··· DATA FOR PROCESSING ···

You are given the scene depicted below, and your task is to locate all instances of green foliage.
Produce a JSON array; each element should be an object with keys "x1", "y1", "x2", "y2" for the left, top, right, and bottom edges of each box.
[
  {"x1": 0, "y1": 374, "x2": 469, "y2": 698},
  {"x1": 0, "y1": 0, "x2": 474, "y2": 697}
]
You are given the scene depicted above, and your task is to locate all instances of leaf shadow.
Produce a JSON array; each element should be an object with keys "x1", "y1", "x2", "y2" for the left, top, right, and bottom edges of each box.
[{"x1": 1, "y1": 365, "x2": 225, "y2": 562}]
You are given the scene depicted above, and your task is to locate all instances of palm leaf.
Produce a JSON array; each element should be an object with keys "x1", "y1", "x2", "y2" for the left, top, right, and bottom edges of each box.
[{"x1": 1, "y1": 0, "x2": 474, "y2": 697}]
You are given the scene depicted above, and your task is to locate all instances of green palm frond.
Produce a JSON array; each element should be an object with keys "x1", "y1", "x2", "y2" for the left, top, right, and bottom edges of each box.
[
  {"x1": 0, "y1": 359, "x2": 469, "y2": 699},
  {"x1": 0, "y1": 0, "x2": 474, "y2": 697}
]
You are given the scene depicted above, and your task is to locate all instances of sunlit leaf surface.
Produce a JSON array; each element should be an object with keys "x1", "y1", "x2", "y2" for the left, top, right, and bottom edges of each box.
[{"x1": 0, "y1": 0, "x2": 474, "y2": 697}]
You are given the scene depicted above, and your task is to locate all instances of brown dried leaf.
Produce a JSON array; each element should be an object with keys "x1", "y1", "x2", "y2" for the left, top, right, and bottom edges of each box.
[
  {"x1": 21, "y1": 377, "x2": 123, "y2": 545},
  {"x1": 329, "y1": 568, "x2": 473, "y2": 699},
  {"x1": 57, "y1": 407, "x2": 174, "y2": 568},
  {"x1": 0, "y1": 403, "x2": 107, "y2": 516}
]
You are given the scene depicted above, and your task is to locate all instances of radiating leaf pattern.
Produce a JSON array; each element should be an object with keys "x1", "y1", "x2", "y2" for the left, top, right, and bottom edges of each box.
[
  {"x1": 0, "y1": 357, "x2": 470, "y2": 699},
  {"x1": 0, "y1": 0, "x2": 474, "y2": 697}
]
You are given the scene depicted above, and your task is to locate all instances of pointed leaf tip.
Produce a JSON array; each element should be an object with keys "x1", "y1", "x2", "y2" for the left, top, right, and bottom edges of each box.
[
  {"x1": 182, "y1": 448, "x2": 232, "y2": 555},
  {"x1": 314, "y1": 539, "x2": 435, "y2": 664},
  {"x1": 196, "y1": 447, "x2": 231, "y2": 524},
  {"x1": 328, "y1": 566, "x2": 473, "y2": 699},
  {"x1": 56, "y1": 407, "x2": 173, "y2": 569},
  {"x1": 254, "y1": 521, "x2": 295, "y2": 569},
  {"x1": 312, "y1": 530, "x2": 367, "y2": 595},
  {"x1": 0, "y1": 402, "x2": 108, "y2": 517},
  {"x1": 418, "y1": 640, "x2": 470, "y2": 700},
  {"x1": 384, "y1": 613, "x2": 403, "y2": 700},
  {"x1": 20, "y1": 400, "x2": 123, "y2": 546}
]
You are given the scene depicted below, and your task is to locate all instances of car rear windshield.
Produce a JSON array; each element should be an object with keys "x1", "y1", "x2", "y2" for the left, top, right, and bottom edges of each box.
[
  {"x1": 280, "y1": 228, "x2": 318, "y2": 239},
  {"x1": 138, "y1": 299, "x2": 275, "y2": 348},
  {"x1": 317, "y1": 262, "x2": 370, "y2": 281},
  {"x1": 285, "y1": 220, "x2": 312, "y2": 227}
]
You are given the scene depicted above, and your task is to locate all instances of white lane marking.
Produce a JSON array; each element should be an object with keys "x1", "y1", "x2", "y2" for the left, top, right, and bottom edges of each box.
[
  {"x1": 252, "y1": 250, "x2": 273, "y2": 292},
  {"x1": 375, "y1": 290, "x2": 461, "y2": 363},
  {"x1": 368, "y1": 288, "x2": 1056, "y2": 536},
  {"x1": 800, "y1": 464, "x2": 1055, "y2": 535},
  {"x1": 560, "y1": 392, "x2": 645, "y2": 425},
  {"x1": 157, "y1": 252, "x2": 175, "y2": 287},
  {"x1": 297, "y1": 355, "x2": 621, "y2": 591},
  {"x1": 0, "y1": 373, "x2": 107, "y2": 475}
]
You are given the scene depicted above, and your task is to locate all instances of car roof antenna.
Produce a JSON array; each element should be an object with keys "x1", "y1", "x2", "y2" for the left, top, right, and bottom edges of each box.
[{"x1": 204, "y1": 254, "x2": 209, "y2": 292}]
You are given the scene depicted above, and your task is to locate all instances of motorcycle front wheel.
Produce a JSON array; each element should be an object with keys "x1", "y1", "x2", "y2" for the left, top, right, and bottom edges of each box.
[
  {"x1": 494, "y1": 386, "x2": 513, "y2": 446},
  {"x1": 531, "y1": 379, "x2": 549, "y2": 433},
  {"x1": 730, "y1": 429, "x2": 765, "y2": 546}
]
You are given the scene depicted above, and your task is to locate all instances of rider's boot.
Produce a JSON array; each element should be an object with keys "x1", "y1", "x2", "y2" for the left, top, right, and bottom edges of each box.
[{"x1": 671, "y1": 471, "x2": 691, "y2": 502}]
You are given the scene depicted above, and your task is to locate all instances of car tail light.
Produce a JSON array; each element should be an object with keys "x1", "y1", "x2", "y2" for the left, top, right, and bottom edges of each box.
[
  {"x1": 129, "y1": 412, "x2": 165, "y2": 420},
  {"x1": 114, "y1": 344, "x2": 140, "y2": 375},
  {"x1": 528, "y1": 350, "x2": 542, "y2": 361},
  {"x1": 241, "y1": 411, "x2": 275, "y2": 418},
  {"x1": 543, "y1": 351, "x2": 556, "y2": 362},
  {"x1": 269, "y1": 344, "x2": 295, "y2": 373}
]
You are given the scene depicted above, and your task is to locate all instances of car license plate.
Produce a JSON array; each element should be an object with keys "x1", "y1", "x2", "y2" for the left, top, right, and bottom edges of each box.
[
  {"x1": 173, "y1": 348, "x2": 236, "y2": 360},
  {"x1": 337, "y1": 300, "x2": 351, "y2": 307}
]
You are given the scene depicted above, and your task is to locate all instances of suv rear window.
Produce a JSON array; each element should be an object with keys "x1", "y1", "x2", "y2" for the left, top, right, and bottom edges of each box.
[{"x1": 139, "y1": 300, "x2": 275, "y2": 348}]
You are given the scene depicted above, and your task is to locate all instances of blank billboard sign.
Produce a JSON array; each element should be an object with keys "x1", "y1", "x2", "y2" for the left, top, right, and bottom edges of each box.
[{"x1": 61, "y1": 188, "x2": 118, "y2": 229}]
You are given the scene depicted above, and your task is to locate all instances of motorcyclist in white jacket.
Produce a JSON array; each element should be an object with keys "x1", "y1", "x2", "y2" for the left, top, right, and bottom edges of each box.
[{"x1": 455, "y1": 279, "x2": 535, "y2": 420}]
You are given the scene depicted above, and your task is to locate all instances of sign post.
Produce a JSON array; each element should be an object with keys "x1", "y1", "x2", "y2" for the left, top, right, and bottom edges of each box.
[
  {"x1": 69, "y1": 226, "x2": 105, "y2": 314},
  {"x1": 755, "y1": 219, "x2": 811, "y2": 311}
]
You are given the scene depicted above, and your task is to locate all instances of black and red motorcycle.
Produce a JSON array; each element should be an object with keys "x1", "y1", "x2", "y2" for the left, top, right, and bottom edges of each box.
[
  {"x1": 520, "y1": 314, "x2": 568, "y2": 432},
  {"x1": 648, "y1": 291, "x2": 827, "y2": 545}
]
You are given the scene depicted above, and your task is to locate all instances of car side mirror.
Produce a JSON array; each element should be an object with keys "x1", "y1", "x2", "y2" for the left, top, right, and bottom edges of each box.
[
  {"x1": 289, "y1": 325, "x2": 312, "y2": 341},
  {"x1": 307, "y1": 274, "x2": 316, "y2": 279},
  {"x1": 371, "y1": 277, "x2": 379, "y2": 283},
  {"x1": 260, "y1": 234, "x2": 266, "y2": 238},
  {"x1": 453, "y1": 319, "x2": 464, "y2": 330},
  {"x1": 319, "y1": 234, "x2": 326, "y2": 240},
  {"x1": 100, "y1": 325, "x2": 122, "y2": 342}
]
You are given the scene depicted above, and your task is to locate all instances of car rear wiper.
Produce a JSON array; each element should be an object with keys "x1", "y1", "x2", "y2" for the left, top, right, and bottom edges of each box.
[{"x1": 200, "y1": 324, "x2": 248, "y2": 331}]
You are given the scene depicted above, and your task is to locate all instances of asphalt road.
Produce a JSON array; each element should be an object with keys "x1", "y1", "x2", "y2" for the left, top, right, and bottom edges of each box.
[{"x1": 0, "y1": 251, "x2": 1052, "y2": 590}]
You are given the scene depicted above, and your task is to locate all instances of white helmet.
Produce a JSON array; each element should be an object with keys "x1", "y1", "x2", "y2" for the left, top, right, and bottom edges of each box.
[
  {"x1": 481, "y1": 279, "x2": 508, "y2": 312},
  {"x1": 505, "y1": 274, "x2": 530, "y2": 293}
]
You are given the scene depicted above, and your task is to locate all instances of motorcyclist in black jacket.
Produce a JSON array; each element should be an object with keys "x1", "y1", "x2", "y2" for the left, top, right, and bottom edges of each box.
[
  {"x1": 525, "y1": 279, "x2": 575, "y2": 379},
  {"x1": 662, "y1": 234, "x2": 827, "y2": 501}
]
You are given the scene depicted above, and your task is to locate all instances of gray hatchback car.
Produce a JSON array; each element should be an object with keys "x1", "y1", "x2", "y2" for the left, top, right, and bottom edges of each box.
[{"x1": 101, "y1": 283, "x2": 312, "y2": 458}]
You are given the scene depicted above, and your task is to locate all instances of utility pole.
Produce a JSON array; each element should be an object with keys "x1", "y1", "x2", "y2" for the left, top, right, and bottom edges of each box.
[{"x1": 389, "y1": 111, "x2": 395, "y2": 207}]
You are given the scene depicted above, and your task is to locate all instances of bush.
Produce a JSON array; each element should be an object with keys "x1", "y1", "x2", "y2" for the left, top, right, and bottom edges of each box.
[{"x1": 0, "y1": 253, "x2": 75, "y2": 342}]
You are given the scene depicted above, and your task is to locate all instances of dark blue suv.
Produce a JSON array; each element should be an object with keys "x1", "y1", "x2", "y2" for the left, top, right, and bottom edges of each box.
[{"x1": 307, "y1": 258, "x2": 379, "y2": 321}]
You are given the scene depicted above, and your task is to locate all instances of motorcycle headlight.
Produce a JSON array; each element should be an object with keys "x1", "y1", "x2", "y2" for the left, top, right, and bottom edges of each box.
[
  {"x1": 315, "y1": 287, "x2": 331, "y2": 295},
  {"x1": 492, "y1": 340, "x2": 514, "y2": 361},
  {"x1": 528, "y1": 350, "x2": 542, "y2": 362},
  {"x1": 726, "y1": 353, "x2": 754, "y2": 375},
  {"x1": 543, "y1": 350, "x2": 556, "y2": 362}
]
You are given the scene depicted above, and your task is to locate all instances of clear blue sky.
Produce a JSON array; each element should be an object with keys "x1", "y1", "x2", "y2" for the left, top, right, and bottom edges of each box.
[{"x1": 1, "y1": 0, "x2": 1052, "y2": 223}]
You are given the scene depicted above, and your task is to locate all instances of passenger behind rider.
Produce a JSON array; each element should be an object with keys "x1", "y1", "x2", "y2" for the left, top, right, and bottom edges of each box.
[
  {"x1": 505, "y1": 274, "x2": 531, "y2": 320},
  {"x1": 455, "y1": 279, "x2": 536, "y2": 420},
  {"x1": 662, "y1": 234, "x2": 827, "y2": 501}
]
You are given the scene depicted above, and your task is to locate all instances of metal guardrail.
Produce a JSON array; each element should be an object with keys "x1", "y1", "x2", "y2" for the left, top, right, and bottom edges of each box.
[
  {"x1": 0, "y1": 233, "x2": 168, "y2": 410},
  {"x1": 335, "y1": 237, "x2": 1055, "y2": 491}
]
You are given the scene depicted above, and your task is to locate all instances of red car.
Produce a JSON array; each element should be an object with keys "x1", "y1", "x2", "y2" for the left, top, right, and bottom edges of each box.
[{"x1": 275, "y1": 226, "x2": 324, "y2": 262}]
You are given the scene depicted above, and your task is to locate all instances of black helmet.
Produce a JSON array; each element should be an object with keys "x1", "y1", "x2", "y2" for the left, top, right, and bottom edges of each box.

···

= REQUIRED ACTION =
Read the entries and select each line where the word "motorcyclist" is found.

= RESULT OF THE TASK =
You are given the scene depicted above, and your task is to locate all instances of motorcyclist in white jacket.
You are given the scene depicted above, and your task is to locate all instances of motorcyclist in black jacket.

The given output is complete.